**Collected data**
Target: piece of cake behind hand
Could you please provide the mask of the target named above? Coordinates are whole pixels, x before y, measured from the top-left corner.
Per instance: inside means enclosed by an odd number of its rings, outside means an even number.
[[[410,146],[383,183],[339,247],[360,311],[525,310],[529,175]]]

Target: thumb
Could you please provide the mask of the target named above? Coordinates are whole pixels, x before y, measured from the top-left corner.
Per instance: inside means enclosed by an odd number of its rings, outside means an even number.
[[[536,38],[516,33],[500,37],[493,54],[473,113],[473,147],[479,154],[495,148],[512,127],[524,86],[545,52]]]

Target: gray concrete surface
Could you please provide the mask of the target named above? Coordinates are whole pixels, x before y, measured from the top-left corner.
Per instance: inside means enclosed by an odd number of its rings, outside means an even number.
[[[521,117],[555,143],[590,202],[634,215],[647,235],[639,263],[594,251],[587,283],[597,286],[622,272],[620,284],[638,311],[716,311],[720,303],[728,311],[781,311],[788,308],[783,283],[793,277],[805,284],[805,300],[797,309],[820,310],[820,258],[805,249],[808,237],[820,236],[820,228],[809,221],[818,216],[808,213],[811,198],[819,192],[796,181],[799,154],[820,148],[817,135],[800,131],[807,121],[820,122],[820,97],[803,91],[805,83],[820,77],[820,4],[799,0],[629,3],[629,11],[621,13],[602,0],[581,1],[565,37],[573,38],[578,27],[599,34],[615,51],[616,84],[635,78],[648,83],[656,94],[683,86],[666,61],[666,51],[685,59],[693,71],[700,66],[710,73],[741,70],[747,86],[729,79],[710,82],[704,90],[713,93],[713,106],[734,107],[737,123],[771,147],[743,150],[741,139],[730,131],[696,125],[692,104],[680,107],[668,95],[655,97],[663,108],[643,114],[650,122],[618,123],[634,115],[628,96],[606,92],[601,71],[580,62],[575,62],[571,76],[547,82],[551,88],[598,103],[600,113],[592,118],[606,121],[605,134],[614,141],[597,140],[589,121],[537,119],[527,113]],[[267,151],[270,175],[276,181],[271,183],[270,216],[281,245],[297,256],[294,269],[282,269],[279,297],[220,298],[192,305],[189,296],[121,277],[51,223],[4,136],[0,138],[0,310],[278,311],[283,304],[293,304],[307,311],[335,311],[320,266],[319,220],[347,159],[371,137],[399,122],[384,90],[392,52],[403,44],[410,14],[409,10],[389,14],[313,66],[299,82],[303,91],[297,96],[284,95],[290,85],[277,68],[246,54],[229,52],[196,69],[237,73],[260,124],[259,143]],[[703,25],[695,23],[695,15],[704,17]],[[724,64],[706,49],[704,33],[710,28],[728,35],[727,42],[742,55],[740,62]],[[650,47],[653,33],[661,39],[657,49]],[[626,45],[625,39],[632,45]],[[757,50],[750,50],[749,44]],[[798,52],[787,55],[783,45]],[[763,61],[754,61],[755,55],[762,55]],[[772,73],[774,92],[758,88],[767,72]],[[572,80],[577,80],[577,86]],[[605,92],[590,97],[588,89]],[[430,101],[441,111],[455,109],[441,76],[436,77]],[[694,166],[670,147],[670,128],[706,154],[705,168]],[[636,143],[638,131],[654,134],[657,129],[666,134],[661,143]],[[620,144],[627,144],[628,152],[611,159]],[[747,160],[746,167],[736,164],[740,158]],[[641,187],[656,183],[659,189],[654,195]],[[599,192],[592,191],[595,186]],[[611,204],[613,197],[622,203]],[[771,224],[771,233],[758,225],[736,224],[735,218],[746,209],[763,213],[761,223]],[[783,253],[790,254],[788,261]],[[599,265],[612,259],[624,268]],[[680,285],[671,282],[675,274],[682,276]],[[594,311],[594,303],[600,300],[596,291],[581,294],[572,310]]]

**Task description**
Reproduce all of the data above, exactly and without omission.

**Exercise response**
Target: piece of cake behind hand
Could you please provide the mask of the target named above? Coordinates are whole pixels, x before y, measured from the top-left corner.
Per instance: inside means enclosed by an odd number of its rings, outside means an even number.
[[[410,146],[383,183],[339,247],[360,311],[525,310],[529,175]]]

Target: thumb
Could you please provide the mask of the target named above? Coordinates are whole pixels, x before y, measured from the top-left corner.
Per instance: inside means enclosed by an odd number of its rings, outside means an even number.
[[[536,38],[516,33],[500,37],[493,54],[473,113],[473,147],[479,154],[495,148],[512,127],[524,86],[545,52]]]

Target: gray concrete surface
Could you please provide the mask of the target named above? Coordinates are whole pixels, x before y, measured from the top-left corner.
Per instance: inside means enclosed by an odd number of its rings, outside means an even number.
[[[521,117],[555,143],[590,202],[634,215],[647,235],[639,263],[594,251],[587,283],[597,286],[622,272],[620,284],[638,311],[716,311],[720,303],[728,311],[781,311],[788,308],[783,283],[793,277],[805,284],[805,300],[797,309],[820,310],[820,258],[805,249],[808,237],[820,236],[820,228],[809,221],[818,216],[808,213],[811,198],[819,192],[796,181],[799,154],[820,148],[817,135],[800,131],[807,121],[820,122],[820,97],[803,91],[805,83],[820,77],[820,4],[799,0],[629,3],[629,11],[621,13],[602,0],[581,1],[565,37],[573,38],[578,27],[599,34],[615,51],[616,84],[635,78],[648,83],[656,94],[683,86],[666,61],[666,51],[685,59],[693,71],[700,66],[710,73],[741,70],[747,86],[729,79],[710,82],[704,90],[713,93],[713,106],[734,107],[737,123],[771,147],[743,150],[741,139],[730,131],[696,125],[692,104],[680,107],[668,95],[655,97],[663,108],[643,114],[650,122],[618,123],[634,115],[628,96],[606,92],[601,71],[580,62],[575,62],[571,76],[547,82],[551,88],[598,103],[600,113],[592,118],[606,121],[605,134],[614,141],[597,140],[589,121],[537,119],[527,113]],[[267,151],[270,175],[276,181],[271,183],[270,216],[281,245],[297,256],[294,269],[282,269],[279,297],[220,298],[192,305],[189,296],[121,277],[51,223],[4,136],[0,138],[0,310],[278,311],[283,304],[293,304],[307,311],[335,311],[320,266],[319,220],[347,159],[371,137],[399,122],[384,90],[392,52],[403,44],[410,14],[409,10],[389,14],[313,66],[299,82],[303,91],[297,96],[284,95],[290,85],[277,68],[246,54],[229,52],[196,69],[237,73],[260,124],[259,143]],[[703,25],[695,23],[695,15],[704,17]],[[724,64],[706,49],[704,33],[710,28],[728,35],[727,42],[742,55],[740,62]],[[650,47],[653,33],[661,39],[657,49]],[[626,45],[625,39],[632,45]],[[757,50],[750,50],[749,44]],[[798,52],[787,55],[783,45]],[[763,61],[754,61],[755,55],[762,55]],[[772,73],[774,92],[758,88],[767,72]],[[572,80],[577,80],[577,86]],[[605,92],[590,97],[588,89]],[[430,101],[441,111],[455,109],[441,76],[436,77]],[[694,166],[670,147],[670,128],[706,154],[705,168]],[[636,143],[638,131],[654,134],[657,129],[666,134],[661,143]],[[620,144],[627,144],[628,152],[611,159]],[[747,160],[746,167],[736,164],[740,158]],[[641,187],[656,183],[659,189],[654,195]],[[599,192],[592,191],[595,186]],[[611,204],[613,197],[622,203]],[[771,224],[771,233],[758,225],[736,224],[735,218],[746,209],[763,213],[761,223]],[[783,253],[790,254],[788,261]],[[599,265],[612,259],[624,268]],[[680,285],[671,282],[675,274],[682,276]],[[594,311],[594,303],[600,300],[596,291],[581,294],[572,310]]]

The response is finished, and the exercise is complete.